• _Instructions to follow_
Reproduce word for word the data from the line containing "Note: indicate the crowd" through the end of the data, and include nothing else.

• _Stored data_
-- start --

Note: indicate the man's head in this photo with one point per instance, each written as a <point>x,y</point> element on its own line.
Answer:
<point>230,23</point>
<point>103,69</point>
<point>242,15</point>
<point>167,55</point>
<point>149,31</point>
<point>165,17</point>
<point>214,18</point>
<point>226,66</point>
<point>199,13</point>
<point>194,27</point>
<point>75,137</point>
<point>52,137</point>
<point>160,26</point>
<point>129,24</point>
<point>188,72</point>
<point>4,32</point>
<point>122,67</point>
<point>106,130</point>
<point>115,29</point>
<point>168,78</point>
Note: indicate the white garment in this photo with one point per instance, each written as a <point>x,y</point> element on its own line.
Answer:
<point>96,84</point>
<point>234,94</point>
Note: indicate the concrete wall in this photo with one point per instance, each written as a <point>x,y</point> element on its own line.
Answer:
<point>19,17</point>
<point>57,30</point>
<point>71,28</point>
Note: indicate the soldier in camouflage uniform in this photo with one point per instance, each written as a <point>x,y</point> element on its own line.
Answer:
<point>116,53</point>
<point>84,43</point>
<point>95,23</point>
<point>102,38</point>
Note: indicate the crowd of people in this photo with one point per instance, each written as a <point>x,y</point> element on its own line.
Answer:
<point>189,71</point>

-- end --

• _Answer to this problem_
Note: indicate the crowd of people in this photo with one point per instance, each written as a <point>x,y</point> element on its own line.
Answer:
<point>189,71</point>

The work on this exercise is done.